▼▼▼

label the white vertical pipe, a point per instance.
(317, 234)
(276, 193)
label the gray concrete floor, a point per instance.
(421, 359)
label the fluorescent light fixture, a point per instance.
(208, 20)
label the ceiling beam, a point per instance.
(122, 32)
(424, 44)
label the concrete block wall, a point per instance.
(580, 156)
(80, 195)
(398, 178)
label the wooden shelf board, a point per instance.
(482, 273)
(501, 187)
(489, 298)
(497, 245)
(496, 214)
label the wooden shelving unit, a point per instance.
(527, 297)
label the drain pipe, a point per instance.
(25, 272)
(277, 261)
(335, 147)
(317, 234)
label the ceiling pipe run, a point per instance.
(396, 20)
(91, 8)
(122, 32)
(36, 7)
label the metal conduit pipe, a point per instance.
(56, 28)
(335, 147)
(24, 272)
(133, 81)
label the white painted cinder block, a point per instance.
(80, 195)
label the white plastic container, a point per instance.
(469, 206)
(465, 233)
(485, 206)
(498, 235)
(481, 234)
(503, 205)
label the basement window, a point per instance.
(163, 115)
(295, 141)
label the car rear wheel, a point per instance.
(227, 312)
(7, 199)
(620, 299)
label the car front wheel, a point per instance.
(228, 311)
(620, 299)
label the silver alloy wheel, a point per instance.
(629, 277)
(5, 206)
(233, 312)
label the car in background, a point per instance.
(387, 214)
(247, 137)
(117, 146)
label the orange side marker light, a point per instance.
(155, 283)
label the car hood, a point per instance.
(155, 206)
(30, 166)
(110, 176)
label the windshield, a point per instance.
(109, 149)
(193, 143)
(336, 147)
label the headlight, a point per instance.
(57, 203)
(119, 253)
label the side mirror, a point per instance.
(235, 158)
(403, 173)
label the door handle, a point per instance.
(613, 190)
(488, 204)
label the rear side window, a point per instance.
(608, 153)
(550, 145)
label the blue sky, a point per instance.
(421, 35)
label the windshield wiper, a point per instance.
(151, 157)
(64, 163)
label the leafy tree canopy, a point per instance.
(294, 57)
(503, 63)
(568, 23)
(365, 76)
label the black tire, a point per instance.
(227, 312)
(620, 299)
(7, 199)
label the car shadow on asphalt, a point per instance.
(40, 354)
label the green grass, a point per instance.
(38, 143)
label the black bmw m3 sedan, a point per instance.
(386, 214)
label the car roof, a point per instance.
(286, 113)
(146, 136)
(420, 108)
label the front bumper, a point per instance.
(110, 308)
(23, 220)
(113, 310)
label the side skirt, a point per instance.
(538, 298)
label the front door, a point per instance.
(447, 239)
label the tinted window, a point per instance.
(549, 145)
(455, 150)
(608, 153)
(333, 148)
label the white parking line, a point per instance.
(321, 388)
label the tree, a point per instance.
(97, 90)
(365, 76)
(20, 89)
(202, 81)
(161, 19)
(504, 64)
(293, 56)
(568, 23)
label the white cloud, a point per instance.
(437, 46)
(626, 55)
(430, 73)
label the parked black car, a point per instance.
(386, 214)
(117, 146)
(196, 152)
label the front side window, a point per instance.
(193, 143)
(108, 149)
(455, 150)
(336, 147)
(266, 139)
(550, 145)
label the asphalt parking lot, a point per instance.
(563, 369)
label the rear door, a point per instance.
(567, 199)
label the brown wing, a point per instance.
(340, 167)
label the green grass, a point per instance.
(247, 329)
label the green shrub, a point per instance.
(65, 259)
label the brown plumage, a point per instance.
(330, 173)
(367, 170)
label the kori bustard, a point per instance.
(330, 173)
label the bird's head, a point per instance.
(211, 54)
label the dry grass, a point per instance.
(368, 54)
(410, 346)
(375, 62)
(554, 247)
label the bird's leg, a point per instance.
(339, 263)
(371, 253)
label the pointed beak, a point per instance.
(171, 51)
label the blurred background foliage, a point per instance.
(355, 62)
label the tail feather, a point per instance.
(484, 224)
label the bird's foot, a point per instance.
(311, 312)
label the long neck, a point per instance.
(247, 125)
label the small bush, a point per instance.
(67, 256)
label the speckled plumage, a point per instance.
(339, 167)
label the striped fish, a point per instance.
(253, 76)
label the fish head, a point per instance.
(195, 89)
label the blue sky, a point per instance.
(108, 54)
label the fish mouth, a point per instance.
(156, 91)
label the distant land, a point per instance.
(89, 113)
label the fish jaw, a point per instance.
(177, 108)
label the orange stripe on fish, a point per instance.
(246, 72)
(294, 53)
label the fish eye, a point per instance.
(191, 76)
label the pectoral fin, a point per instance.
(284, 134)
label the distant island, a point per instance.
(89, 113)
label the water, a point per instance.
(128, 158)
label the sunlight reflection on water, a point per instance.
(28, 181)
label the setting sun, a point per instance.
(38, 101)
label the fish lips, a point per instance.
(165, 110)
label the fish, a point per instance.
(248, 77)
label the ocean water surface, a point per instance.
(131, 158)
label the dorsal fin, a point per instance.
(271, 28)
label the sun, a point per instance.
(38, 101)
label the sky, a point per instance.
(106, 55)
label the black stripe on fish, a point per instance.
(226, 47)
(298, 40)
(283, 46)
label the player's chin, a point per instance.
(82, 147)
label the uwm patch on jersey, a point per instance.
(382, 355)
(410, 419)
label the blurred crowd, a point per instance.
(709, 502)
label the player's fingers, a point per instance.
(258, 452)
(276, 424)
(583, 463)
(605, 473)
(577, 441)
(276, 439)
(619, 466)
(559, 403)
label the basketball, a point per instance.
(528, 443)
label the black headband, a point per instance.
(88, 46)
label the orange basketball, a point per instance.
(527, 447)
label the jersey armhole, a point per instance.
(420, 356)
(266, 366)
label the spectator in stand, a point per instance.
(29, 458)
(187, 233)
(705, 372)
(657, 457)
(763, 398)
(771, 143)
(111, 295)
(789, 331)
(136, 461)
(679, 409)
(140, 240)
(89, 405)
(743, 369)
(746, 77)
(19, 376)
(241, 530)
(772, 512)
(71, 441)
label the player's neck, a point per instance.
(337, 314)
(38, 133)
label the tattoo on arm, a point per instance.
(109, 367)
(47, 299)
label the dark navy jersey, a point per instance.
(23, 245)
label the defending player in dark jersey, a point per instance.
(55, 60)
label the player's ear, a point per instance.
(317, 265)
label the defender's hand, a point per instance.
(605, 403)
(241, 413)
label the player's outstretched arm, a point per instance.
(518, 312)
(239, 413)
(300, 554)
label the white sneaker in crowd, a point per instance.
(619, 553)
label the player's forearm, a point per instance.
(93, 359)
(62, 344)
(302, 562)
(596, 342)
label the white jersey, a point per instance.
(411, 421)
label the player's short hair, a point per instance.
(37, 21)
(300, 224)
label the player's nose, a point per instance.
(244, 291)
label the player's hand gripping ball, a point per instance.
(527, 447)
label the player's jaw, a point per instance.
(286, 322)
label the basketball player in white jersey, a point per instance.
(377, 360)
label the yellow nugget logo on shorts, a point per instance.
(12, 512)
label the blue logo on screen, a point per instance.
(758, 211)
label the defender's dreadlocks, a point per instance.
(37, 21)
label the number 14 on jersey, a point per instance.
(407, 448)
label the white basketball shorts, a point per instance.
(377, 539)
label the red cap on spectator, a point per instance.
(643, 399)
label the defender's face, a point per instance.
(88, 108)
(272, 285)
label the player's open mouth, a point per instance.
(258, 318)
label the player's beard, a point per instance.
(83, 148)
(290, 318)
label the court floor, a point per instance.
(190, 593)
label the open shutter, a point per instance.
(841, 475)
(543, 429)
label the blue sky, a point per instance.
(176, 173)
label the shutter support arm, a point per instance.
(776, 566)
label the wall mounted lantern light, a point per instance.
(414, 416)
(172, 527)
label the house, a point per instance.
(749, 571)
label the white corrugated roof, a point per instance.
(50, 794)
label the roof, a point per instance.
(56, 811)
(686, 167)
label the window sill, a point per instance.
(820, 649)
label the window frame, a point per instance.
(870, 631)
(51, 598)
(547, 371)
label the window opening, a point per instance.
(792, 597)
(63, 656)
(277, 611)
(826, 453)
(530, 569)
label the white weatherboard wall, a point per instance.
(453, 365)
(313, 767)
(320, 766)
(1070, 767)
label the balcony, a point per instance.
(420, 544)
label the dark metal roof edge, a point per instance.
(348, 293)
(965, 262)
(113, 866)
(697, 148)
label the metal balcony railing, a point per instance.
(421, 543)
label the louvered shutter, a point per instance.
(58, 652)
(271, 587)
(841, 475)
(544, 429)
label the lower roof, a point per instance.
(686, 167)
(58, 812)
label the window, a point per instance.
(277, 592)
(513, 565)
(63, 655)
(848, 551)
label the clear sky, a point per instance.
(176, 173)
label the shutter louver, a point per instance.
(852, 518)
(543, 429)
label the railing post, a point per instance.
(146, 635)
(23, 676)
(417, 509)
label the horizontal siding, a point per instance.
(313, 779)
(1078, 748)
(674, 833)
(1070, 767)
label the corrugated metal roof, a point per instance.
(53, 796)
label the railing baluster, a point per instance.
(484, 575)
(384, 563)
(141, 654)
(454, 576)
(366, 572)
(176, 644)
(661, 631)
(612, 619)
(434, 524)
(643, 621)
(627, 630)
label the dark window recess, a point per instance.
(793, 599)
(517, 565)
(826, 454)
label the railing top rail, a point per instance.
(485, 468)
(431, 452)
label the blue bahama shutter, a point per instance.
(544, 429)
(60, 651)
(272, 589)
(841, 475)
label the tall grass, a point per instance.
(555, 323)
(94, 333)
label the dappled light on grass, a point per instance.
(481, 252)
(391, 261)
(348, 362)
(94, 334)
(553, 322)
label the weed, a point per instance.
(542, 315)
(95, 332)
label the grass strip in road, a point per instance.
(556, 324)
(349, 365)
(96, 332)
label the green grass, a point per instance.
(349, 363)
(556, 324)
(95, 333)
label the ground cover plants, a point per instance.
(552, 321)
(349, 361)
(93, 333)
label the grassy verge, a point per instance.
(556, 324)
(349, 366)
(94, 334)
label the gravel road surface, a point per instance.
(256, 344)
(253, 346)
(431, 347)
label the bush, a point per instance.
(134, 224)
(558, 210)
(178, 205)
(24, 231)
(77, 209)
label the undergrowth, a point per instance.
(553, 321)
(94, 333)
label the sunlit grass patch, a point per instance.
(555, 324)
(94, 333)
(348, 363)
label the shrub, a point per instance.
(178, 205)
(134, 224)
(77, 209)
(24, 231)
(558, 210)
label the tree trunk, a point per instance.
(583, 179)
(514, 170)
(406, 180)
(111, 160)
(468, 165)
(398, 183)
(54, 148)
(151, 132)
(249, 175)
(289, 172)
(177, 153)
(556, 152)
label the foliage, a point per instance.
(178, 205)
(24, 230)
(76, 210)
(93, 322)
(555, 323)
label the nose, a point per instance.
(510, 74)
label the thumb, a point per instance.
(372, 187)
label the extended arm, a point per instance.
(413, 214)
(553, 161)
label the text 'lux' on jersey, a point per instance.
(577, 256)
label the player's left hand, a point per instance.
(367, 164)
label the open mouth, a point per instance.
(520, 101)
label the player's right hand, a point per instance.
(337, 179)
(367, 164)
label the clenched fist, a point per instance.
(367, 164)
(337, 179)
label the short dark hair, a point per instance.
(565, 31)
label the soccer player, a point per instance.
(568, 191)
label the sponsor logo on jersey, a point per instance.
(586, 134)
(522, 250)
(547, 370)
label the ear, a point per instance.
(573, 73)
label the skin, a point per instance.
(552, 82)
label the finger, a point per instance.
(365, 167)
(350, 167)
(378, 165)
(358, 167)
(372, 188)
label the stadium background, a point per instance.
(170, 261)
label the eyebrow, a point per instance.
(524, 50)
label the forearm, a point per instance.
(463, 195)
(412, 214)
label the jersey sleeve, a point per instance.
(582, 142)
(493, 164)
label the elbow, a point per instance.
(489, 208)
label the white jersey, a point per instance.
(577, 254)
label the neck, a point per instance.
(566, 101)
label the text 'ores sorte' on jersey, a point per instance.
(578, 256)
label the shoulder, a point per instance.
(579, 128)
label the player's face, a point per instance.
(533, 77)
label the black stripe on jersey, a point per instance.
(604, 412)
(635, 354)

▲▲▲

**Requirement**
Everything from the line containing "label the sponsor" through the final line of the listing, inclusive, must be reproduced exactly; leave out the rest.

**Answer to the problem**
label the sponsor logo on jersey, a point per instance.
(586, 134)
(522, 250)
(547, 370)
label the ear, a point per instance.
(573, 73)
label the skin, a point per instance.
(552, 82)
label the finger, a point per instance.
(365, 167)
(350, 167)
(378, 165)
(358, 167)
(372, 188)
label the stadium background, a point per instance.
(170, 261)
label the eyebrow, a point per instance.
(524, 50)
label the forearm, a point per instance.
(463, 195)
(412, 214)
label the jersey sleeve, a point per instance.
(582, 142)
(493, 164)
label the elbow, a point per instance.
(489, 208)
label the white jersey, a point per instance.
(577, 254)
label the neck, a point per instance.
(566, 101)
label the text 'ores sorte' on jersey, a point per instance.
(578, 256)
label the shoulder, a point per instance.
(579, 128)
label the player's face, a point per instance.
(533, 77)
label the black stripe on jersey, a point per instance.
(604, 412)
(635, 354)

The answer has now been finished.